◆ **YOUR TASK**
Format every line of the listing below as a numbered list, skipping blank lines and leaving the pictures out.

[Saved data entries]
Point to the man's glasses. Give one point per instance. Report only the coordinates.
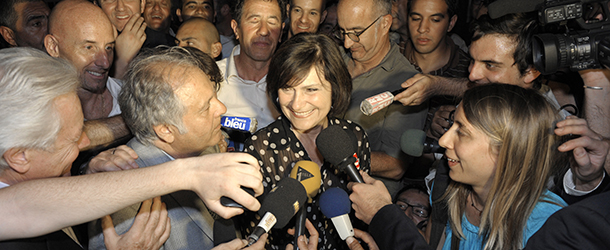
(418, 210)
(355, 36)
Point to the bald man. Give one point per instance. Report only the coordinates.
(82, 34)
(201, 34)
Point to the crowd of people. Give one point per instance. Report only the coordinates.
(112, 135)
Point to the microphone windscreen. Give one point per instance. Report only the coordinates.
(502, 7)
(335, 145)
(284, 201)
(412, 142)
(334, 202)
(308, 173)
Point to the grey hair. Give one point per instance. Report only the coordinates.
(384, 7)
(147, 98)
(30, 80)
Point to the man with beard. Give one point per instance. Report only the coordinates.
(258, 26)
(83, 35)
(23, 23)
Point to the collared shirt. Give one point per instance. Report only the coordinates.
(114, 86)
(277, 149)
(243, 97)
(385, 127)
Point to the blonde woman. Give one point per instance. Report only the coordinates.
(501, 151)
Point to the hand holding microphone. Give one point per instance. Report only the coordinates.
(308, 174)
(335, 204)
(378, 102)
(279, 206)
(414, 142)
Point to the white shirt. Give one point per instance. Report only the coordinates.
(242, 97)
(228, 43)
(114, 86)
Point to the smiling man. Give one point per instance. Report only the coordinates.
(258, 26)
(83, 35)
(23, 23)
(376, 65)
(305, 16)
(157, 15)
(195, 8)
(432, 51)
(201, 34)
(169, 101)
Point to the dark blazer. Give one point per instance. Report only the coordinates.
(192, 224)
(583, 225)
(54, 241)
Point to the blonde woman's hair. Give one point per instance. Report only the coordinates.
(519, 123)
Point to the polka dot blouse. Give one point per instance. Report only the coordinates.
(277, 149)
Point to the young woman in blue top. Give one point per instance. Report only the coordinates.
(500, 151)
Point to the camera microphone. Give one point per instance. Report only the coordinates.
(378, 102)
(414, 142)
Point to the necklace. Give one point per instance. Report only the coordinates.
(472, 204)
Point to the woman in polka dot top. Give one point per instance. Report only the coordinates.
(309, 83)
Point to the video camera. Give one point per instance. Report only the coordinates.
(577, 32)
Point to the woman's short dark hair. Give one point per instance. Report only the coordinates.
(292, 62)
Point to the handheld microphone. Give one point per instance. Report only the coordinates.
(414, 142)
(244, 124)
(279, 206)
(331, 143)
(378, 102)
(308, 174)
(335, 204)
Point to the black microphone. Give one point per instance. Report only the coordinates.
(371, 105)
(503, 7)
(414, 142)
(336, 146)
(279, 206)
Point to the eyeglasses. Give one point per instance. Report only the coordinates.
(355, 36)
(418, 210)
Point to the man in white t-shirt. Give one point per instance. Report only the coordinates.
(81, 33)
(245, 71)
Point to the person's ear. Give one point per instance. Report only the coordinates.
(52, 45)
(225, 10)
(530, 75)
(216, 49)
(452, 23)
(165, 133)
(324, 13)
(16, 158)
(179, 14)
(236, 28)
(8, 35)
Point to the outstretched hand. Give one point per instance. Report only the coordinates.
(369, 197)
(114, 159)
(217, 175)
(419, 88)
(589, 151)
(150, 228)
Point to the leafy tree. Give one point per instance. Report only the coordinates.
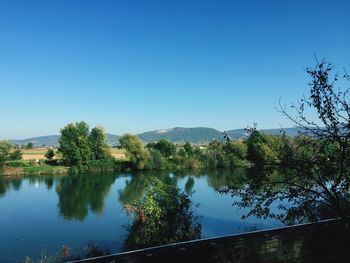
(99, 148)
(188, 148)
(74, 144)
(135, 150)
(30, 145)
(5, 148)
(314, 169)
(16, 155)
(50, 153)
(164, 215)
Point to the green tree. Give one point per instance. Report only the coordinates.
(99, 148)
(16, 155)
(5, 149)
(74, 144)
(314, 168)
(135, 150)
(30, 145)
(50, 153)
(164, 215)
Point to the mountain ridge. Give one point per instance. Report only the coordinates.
(196, 135)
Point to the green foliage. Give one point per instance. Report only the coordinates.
(50, 154)
(188, 148)
(164, 215)
(79, 146)
(313, 169)
(5, 148)
(226, 154)
(74, 144)
(16, 155)
(29, 145)
(99, 148)
(135, 150)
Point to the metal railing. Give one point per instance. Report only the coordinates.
(324, 241)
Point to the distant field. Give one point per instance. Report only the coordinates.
(39, 153)
(30, 154)
(118, 153)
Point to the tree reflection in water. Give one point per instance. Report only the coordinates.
(163, 215)
(79, 193)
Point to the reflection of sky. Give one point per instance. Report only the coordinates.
(30, 221)
(218, 216)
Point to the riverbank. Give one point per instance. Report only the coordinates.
(33, 170)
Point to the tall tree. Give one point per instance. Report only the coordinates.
(99, 148)
(74, 144)
(314, 168)
(135, 150)
(5, 148)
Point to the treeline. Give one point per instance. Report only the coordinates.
(166, 155)
(83, 149)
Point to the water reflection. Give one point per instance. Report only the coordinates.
(80, 193)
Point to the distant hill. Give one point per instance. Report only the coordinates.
(194, 135)
(52, 140)
(49, 140)
(200, 135)
(241, 133)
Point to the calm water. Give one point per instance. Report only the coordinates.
(40, 215)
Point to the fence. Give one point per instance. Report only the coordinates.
(325, 241)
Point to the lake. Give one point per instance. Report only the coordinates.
(41, 214)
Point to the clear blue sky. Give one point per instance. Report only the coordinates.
(133, 66)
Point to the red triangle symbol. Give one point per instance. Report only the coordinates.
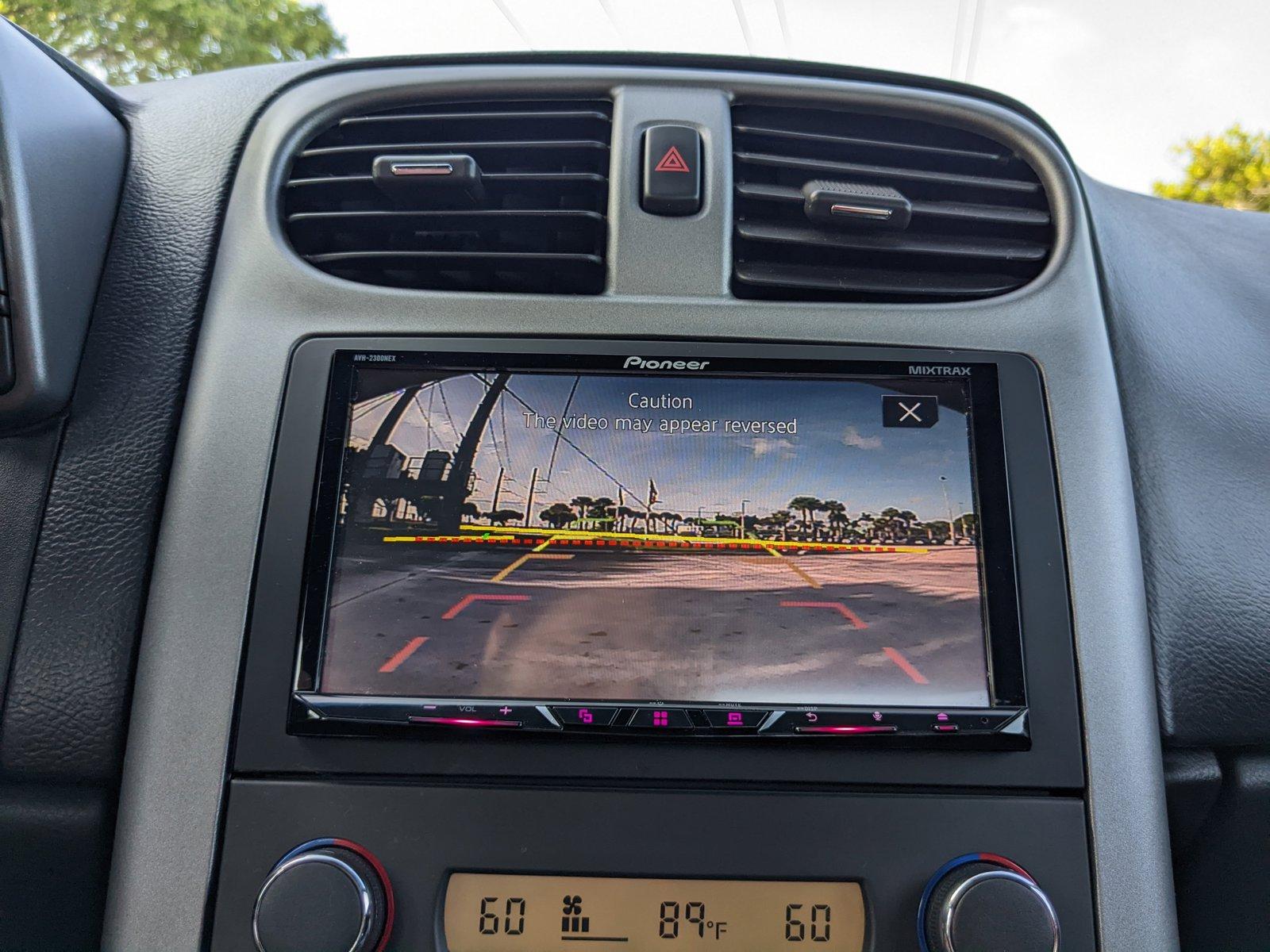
(671, 162)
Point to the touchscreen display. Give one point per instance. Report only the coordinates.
(652, 536)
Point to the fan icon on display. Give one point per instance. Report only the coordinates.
(572, 920)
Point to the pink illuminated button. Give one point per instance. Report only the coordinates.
(662, 719)
(734, 719)
(584, 716)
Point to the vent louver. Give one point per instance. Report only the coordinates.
(475, 196)
(838, 206)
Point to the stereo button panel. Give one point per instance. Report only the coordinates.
(1003, 727)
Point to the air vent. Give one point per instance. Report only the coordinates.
(476, 196)
(837, 206)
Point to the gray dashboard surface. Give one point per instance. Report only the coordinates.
(264, 301)
(1189, 333)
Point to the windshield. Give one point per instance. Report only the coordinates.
(1143, 94)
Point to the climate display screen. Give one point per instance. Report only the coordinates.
(489, 912)
(653, 536)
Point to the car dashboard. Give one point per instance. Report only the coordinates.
(315, 660)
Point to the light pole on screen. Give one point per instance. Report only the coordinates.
(948, 505)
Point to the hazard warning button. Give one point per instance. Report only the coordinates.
(672, 171)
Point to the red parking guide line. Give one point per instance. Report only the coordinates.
(906, 666)
(399, 658)
(468, 600)
(852, 619)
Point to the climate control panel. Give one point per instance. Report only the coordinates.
(554, 869)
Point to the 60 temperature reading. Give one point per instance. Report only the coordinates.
(814, 926)
(802, 924)
(512, 920)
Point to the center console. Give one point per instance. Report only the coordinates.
(626, 605)
(656, 620)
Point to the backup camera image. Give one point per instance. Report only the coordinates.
(657, 537)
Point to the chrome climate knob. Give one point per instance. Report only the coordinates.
(986, 904)
(327, 895)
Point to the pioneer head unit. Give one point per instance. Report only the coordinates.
(662, 545)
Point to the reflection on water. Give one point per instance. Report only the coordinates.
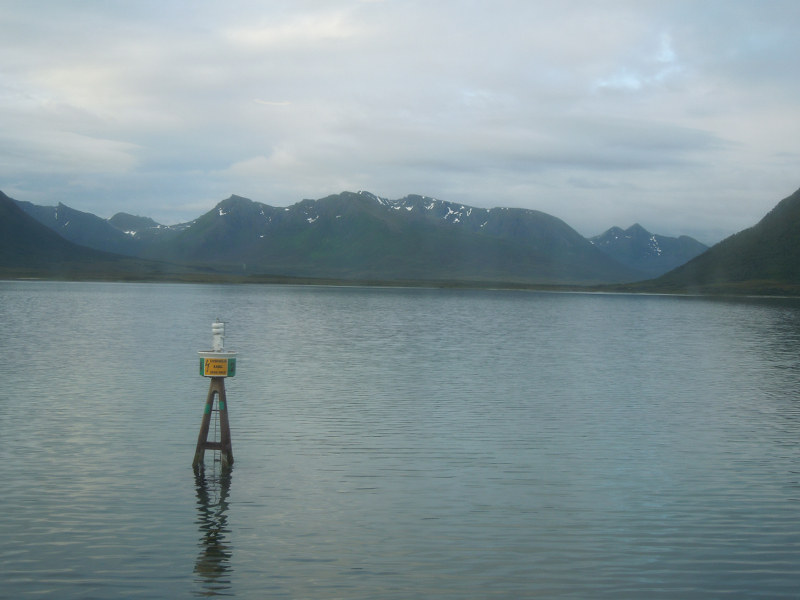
(213, 568)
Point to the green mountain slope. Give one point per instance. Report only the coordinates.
(359, 235)
(83, 228)
(764, 257)
(649, 253)
(30, 249)
(27, 244)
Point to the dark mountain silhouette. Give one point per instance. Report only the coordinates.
(29, 248)
(765, 258)
(649, 253)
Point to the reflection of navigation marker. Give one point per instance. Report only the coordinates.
(216, 364)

◆ **SOLUTION TO THIS EXERCISE**
1. Point to the man's glasses. Give one point per instance. Report only the coordinates.
2. (418, 210)
3. (355, 36)
4. Point to the bald man. Give one point per instance. Report only the coordinates.
5. (82, 34)
6. (201, 34)
7. Point to the crowd of people. Give one point per instance. Report only the coordinates.
8. (112, 135)
9. Point to the microphone windscreen. Give one point per instance. Report only the coordinates.
10. (502, 7)
11. (335, 145)
12. (284, 201)
13. (412, 142)
14. (334, 202)
15. (308, 173)
16. Point to the grey hair. Give one point per instance. Report only the coordinates.
17. (384, 7)
18. (147, 98)
19. (30, 80)
20. Point to the man with beard. Give one point per instance. Report only the coordinates.
21. (258, 26)
22. (83, 35)
23. (23, 23)
24. Point to the collared shirt. Give one point per instance. Report only the coordinates.
25. (114, 86)
26. (277, 149)
27. (243, 97)
28. (385, 127)
29. Point to the blonde woman. Give one point per instance. Report only the coordinates.
30. (501, 151)
31. Point to the hand holding microphone. Give one point per instance. Report only the coordinates.
32. (308, 174)
33. (335, 204)
34. (378, 102)
35. (279, 206)
36. (414, 142)
37. Point to the white shirt. Give one point per instance. Report only the coordinates.
38. (242, 97)
39. (228, 43)
40. (114, 86)
41. Point to the smiling man. Give one point per instance. Report only the coordinates.
42. (258, 26)
43. (83, 35)
44. (23, 23)
45. (376, 65)
46. (305, 16)
47. (157, 15)
48. (195, 8)
49. (432, 51)
50. (201, 34)
51. (169, 101)
52. Point to the dark blazer. Give one point per instance. Report only the coordinates.
53. (192, 224)
54. (583, 225)
55. (54, 241)
56. Point to the blonde woman's hair. Give one point per instance. Report only the coordinates.
57. (519, 123)
58. Point to the polka dot blouse. Give one point per instance. Report only the coordinates.
59. (277, 149)
60. Point to the young woman in blue top. Give one point per instance. Report only the coordinates.
61. (500, 151)
62. Point to the camera microphone. Give one point per instance. Report only the coordinates.
63. (378, 102)
64. (414, 142)
65. Point to the necklace. Give one point per instance. Report only the coordinates.
66. (472, 204)
67. Point to the woman in polka dot top. Give one point per instance. Report only the coordinates.
68. (309, 83)
69. Point to the video camera. Give one point per instance. Report only the coordinates.
70. (577, 32)
71. Point to the woman's short dark hair. Give one point per instance. Report only the coordinates.
72. (292, 62)
73. Point to the handheld microphone. Give one point per instance. Report only the coordinates.
74. (414, 142)
75. (244, 124)
76. (279, 206)
77. (331, 143)
78. (378, 102)
79. (308, 174)
80. (335, 204)
81. Point to the black microphone. Give one point per instance. Report only the coordinates.
82. (371, 105)
83. (503, 7)
84. (414, 142)
85. (336, 146)
86. (279, 206)
87. Point to the eyeglasses. Give one point per instance. Report only the coordinates.
88. (355, 36)
89. (418, 210)
90. Point to the man in white t-shirt. Give one point per instance. Report only the coordinates.
91. (81, 33)
92. (245, 71)
93. Point to the person's ear. Give one point per instance. Report only the coordinates.
94. (52, 45)
95. (225, 10)
96. (530, 75)
97. (216, 49)
98. (452, 23)
99. (165, 133)
100. (324, 13)
101. (16, 158)
102. (179, 14)
103. (236, 28)
104. (8, 35)
105. Point to the outstretched hand. Give one point per instance. Report only the coordinates.
106. (369, 197)
107. (114, 159)
108. (217, 175)
109. (419, 88)
110. (589, 151)
111. (150, 228)
112. Point to the leafy tree. Give one point per instance. Report only the coordinates.
113. (99, 148)
114. (188, 148)
115. (74, 144)
116. (135, 150)
117. (30, 145)
118. (5, 148)
119. (314, 169)
120. (16, 155)
121. (50, 153)
122. (164, 215)
123. Point to the green tree. Give one point per instance. Report only the coordinates.
124. (99, 148)
125. (16, 155)
126. (5, 149)
127. (74, 144)
128. (314, 168)
129. (135, 150)
130. (30, 145)
131. (50, 153)
132. (164, 215)
133. Point to the mountain ridge. Give one point per instance. Report only the coordinates.
134. (196, 135)
135. Point to the green foliage. Give one point per instance. Report only the coordinates.
136. (50, 154)
137. (188, 148)
138. (164, 215)
139. (79, 146)
140. (313, 169)
141. (5, 148)
142. (226, 154)
143. (74, 144)
144. (16, 155)
145. (29, 145)
146. (99, 148)
147. (135, 150)
148. Point to the metal railing. Give one point per instance. Report only the coordinates.
149. (324, 241)
150. Point to the distant field. Give one point per instance. Report only the coordinates.
151. (39, 153)
152. (30, 154)
153. (118, 153)
154. Point to the tree reflection in water. Give one point per instance. Report only the coordinates.
155. (163, 215)
156. (79, 193)
157. Point to the reflection of sky. Give one point per instance. Report only the coordinates.
158. (30, 221)
159. (218, 216)
160. Point to the riverbank. Give one point per instance. Report only the coordinates.
161. (33, 170)
162. Point to the tall tree. Give one point per instance. Report only the coordinates.
163. (99, 148)
164. (74, 144)
165. (314, 168)
166. (135, 150)
167. (5, 148)
168. Point to the treeline. Give one point per instance. Report only the coordinates.
169. (166, 155)
170. (83, 149)
171. Point to the water reflection. Give one point per instance. Report only the coordinates.
172. (80, 193)
173. Point to the distant hill. Give one point per instance. Report only the coordinates.
174. (194, 135)
175. (52, 140)
176. (49, 140)
177. (200, 135)
178. (241, 133)
179. Point to the calm water. Give one point per instance. Report only the coordinates.
180. (40, 215)
181. Point to the fence. Give one point per instance. Report only the coordinates.
182. (325, 241)
183. Point to the lake. Give one point per instance. Report only the coordinates.
184. (41, 214)
185. Point to the clear blue sky. Give one point per instance. Report only the coordinates.
186. (133, 66)
187. Point to the red triangle symbol. Give one point per instance. Report only the coordinates.
188. (671, 162)
189. Point to the touchscreen display. Give one point per instance. Report only the coordinates.
190. (652, 536)
191. Point to the fan icon on display. Give one point per instance. Report only the coordinates.
192. (572, 920)
193. Point to the pink illuminated button. Give one point per instance. Report only the coordinates.
194. (662, 719)
195. (734, 719)
196. (584, 716)
197. Point to the vent louver. Give one point per instance. Report only the coordinates.
198. (475, 196)
199. (838, 206)
200. Point to the stereo button panel. Give one point per instance. Report only the coordinates.
201. (1003, 727)
202. Point to the air vent. Give one point per instance. Report only the coordinates.
203. (476, 196)
204. (837, 206)
205. Point to the gray dashboard surface. Give one point per instance. Report only the coordinates.
206. (264, 301)
207. (1189, 333)
208. Point to the windshield. Give one point per instance. Report only the coordinates.
209. (1143, 94)
210. Point to the climate display screen. Give one point per instance. Report only the coordinates.
211. (489, 912)
212. (653, 536)
213. Point to the car dashboard. Give one point per instance. Report only the coordinates.
214. (315, 660)
215. Point to the light pole on screen. Give one point per instance. Report only the coordinates.
216. (948, 505)
217. Point to the hazard warning button. Give one point per instance. Report only the coordinates.
218. (672, 171)
219. Point to the red parking guide line. Give one point per instance. Report only the coordinates.
220. (906, 666)
221. (399, 658)
222. (468, 600)
223. (852, 619)
224. Point to the climate control panel. Give one point per instance. Report only the coordinates.
225. (554, 869)
226. Point to the 60 temperature reading. Give one point per instance. Report only the coordinates.
227. (814, 926)
228. (802, 924)
229. (512, 920)
230. Point to the center console. Give one point per instance. Report only the coordinates.
231. (626, 605)
232. (656, 620)
233. Point to the backup camera image. Give one point per instance. Report only the coordinates.
234. (657, 537)
235. Point to the chrome climate knob. Give one point per instance. Report only the coordinates.
236. (986, 904)
237. (327, 895)
238. Point to the pioneer head unit. Give one point per instance. Report only the coordinates.
239. (662, 545)
240. Point to the reflection on water. Give one point per instance. Report only the coordinates.
241. (213, 568)
242. Point to the green mountain slope. Give one point per instance. Report only the coordinates.
243. (359, 235)
244. (83, 228)
245. (764, 257)
246. (649, 253)
247. (30, 249)
248. (27, 244)
249. Point to the dark mountain silhouette. Give one point per instance. Report only the coordinates.
250. (29, 248)
251. (765, 258)
252. (649, 253)
253. Point to the reflection of navigation marker. Give one point per instance. Report only the coordinates.
254. (216, 364)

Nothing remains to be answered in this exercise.